= First Nephi =

First book in the Book of Mormon

The First Book of Nephi: His Reign and Ministry (/ˈniːfaɪ/), usually referred to as First Nephi or 1 Nephi, is the first book of the Book of Mormon, the sacred text of churches within the Latter Day Saint movement, and one of four books with the name Nephi. First Nephi tells the story of Nephi's family's escape from Jerusalem prior to the exile to Babylon, struggle to survive in the wilderness, and building a ship and sailing to the "promised land", commonly interpreted by Mormons as the Americas. The book is composed of two intermingled genres: one a historical narrative describing the events and conversations that occurred, and the other a recounting of visions, sermons, poetry, and doctrinal discourses as shared by either Nephi or his father Lehi to members of the family.

==Structure==
First Nephi is a first-person narrative of events that the narrative itself reports were recorded on a set of objects referred to by Mormons as the Plates of Nephi by the prophet Nephi. The beginning part of First Nephi consists of Nephi's abridgement of his father Lehi's record (1 Nephi 1–9), while the next section is Nephi's own narrative of events (1 Nephi 10–22). The Second Book of Nephi is a continuation of the First Book of Nephi.

==Narrative==

| Summary | Chapters |
|---|---|
| Lehi's vision of Jerusalem's destruction; fleeing Jerusalem | 1–2 |
| Return for the plates | 3–5 |
| Second return for Ishmael's family | 6–7 |
| Lehi's Vision | 8–9 |
| Nephi's Vision of Israel's history | 10–14 |
| Nephi's explanation of Lehi's vision to his brothers | 15 |
| Traveling the desert and building the ship | 16–18 |
| Nephi's explanation of the plates | 20–22 |

===Fleeing Jerusalem===
Beginning in Jerusalem at the time of King Zedekiah's reign, Nephi's father, Lehi, has a vision and is warned of the imminent Babylonian destruction of Jerusalem. Lehi attempts to share this warning with the people of Jerusalem, but they dismiss his warning and try to kill him. Lehi and his family (wife Sariah, four sons Laman, Lemuel, Sam and Nephi, and unnamed daughters) leave Jerusalem and establish a camp in the wilderness.

**Given material:**
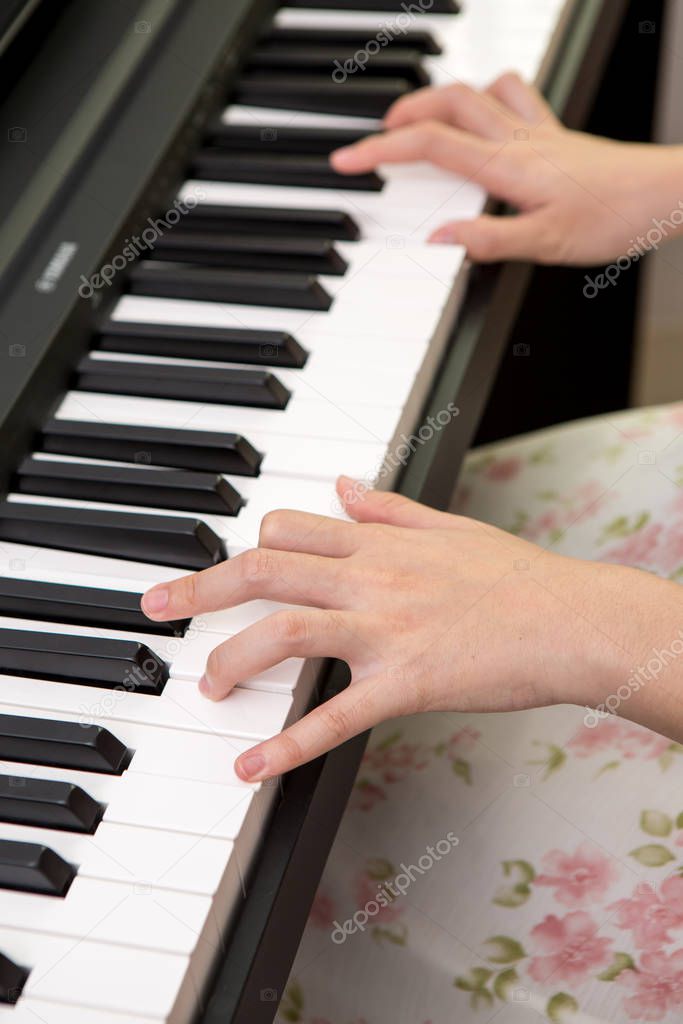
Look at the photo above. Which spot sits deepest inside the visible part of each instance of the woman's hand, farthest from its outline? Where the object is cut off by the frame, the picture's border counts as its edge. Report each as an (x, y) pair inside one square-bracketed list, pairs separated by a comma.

**Work required:** Reproduce the First Nephi text word for word from "The First Book of Nephi: His" to "of the family.". The material placed after the First Nephi text comes from a separate source.

**Written response:**
The First Book of Nephi: His Reign and Ministry (/ˈniːfaɪ/), usually referred to as First Nephi or 1 Nephi, is the first book of the Book of Mormon, the sacred text of churches within the Latter Day Saint movement, and one of four books with the name Nephi. First Nephi tells the story of Nephi's family's escape from Jerusalem prior to the exile to Babylon, struggle to survive in the wilderness, and building a ship and sailing to the "promised land", commonly interpreted by Mormons as the Americas. The book is composed of two intermingled genres: one a historical narrative describing the events and conversations that occurred, and the other a recounting of visions, sermons, poetry, and doctrinal discourses as shared by either Nephi or his father Lehi to members of the family.